# WORK TASK A
Translate this sentence from the forum excerpt on compressing and quantizing model weights into Spanish: "Once you start including lossy steps like quantization though it's much less clear."
# WORK TASK B
Write what comes next in the forum excerpt on compressing and quantizing model weights, picking up after its final sentence.

# SELECTED EXCERPT
::::

Huffman encoding the weights (treating each 16bit float a symbol) could reduce the weights size to ~85% the original (I calculated this exactly before, but am going from memory). You could maybe get a bit more than that with arithmetic encoding (if you managed to decode fast enough), but it shouldn't be that much more.
Once you start including lossy steps like quantization though it's much less clear. At some point you just reach "knowledge distillation is an open problem".
It requires some very minimal system RAM to load the model into VRAM and to compile the 4bit quantized weights.
But if you use pre-quantized weights (get them from HuggingFace or a friend) then all you really need is ~32GB of VRAM and maybe around 2GB of system RAM for 65B. (It's 30B which needs 20GB of VRAM.)
The full use case includes quantisation, which the repo points out uses a large amount of system RAM. Of course that’s not required if you skip that step.

::::

# DATASET EXTRACT
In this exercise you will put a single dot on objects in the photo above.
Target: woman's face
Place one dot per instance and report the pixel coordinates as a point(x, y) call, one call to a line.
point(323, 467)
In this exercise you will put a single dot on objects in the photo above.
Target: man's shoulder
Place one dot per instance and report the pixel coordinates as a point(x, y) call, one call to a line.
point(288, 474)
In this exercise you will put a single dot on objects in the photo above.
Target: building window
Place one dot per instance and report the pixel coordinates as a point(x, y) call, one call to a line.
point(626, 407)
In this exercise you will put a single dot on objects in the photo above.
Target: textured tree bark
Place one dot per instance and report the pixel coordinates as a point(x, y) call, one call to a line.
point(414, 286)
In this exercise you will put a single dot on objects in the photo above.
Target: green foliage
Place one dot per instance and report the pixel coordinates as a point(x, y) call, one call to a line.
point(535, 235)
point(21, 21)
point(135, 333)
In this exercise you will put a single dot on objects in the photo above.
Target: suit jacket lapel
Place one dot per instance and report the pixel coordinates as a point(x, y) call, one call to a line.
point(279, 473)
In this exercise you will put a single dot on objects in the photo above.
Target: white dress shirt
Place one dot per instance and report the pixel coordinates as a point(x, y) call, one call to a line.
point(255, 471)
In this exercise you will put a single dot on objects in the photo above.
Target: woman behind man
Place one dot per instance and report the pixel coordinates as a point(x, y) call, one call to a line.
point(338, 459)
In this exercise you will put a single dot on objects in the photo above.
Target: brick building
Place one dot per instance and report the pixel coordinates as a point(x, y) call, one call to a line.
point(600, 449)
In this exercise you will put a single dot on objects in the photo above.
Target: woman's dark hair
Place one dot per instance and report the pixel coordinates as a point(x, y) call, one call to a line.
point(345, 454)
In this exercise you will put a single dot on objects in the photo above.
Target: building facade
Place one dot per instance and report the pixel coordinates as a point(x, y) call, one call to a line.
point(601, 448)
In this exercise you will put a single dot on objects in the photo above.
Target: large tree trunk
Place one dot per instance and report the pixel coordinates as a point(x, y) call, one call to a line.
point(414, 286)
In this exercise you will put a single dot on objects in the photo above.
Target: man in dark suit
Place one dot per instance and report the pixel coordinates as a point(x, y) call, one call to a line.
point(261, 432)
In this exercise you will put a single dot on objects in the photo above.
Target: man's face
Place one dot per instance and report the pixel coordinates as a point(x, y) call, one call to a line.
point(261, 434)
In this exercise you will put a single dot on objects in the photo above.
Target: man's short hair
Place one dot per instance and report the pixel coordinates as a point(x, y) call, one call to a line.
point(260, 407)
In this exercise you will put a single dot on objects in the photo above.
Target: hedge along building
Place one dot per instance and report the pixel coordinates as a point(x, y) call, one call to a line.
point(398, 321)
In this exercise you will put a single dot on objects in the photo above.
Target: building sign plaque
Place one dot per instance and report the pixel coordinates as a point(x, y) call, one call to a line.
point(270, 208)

::::

# ANSWER SPACE A
Sin embargo, una vez que empiezas a incluir pasos con pérdida, como la cuantización, todo está mucho menos claro.

# ANSWER SPACE B
Judging from downloads of the 4bit file and how many people I've seen post about quantizing it themselves, around 99% of people are just downloading the pre-quantized files.
I would not personally call compilation of software part of its "use case." It's use case is text generation.
Quantisation is a once off process. I suspect most people who don't have access to a machine with enough RAM and don't want to use the pre-quantized version can afford the $20 to hire a big cloud server for an day.
Or it is probably possible to make it work slowly using a swapfile on Linux.
I have a separate branch that streams weights from ram - at which point I think I was only seeing negligible performance loss compared to storing the weights in vram. The bottleneck was compute, not GPU bandwidth.
The 65B model only needs just over 32GB of VRAM to run. It does not need system RAM to run/use if you use pre-quantized weights which you can find many places already.
No need to quantize yourself (besides it takes almost a day to do 4bit GPTQ quantization on 3xA6000).
Quantizing is a lossy process, you can't really claim to be running the 65B model llama at that point (though the 65b qgpt-llama does look like it might be very useful)
I noticed the Fasttext code was also surprisingly clean and readable C++. whatever moralities and other flaws the metal business model might have in general, they seem to have a consistently excellent track record when it comes to publicly available libraries and tools.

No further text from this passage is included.